Start of Material provided
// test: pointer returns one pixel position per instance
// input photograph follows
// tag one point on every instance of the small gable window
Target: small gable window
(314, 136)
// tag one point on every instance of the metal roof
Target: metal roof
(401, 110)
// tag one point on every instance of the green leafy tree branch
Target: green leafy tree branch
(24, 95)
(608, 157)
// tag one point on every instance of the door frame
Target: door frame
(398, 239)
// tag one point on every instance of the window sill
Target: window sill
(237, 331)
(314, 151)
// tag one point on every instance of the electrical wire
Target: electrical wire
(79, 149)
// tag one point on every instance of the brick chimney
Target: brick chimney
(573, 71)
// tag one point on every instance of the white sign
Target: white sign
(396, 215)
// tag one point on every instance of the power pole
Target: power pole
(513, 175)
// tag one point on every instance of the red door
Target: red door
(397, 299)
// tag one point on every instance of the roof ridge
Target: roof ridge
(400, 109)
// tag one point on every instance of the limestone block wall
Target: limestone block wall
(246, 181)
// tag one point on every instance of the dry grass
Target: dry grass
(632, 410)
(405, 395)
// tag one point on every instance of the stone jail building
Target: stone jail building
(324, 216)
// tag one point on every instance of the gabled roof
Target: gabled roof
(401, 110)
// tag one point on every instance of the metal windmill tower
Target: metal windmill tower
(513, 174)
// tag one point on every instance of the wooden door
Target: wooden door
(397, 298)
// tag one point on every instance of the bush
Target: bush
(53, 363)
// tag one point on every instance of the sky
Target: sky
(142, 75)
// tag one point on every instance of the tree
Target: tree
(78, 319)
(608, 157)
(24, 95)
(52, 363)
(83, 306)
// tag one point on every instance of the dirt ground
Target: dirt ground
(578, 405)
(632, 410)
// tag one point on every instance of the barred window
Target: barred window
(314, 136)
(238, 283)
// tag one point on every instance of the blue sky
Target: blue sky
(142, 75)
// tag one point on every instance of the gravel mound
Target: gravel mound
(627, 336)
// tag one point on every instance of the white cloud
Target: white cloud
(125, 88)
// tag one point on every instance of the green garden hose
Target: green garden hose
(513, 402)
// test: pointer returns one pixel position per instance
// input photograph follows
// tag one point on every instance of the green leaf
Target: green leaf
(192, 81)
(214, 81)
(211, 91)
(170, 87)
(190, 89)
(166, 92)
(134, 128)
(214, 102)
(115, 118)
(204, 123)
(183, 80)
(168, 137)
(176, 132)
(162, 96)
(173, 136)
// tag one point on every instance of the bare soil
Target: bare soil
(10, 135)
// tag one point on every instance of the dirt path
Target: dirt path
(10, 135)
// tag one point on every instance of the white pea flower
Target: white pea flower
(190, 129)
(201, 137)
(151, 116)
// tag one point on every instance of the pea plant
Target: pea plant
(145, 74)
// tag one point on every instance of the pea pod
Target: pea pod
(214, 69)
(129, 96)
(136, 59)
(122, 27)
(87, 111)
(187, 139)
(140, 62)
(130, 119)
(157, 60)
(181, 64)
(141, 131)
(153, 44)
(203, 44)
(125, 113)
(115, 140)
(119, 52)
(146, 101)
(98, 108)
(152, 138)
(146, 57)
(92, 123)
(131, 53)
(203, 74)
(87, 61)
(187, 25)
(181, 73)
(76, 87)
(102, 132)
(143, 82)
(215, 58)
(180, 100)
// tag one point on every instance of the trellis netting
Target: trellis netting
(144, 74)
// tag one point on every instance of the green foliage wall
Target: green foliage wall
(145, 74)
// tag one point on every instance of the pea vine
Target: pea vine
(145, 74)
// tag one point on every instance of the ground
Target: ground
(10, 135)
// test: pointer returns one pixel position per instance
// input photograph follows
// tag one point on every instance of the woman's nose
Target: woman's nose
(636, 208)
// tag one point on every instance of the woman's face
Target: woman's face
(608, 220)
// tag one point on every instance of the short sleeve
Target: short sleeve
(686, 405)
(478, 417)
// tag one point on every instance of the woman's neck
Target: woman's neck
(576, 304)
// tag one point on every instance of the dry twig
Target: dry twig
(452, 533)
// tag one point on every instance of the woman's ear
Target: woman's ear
End of Material provided
▶ [Exercise aim] Return only the lines between the one holding "Target: pea plant" and the one holding "the pea pod", inclusive, exactly as they appear above.

▶ [Solution to this problem]
Target: pea plant
(145, 74)
// tag one point on every instance of the pea pod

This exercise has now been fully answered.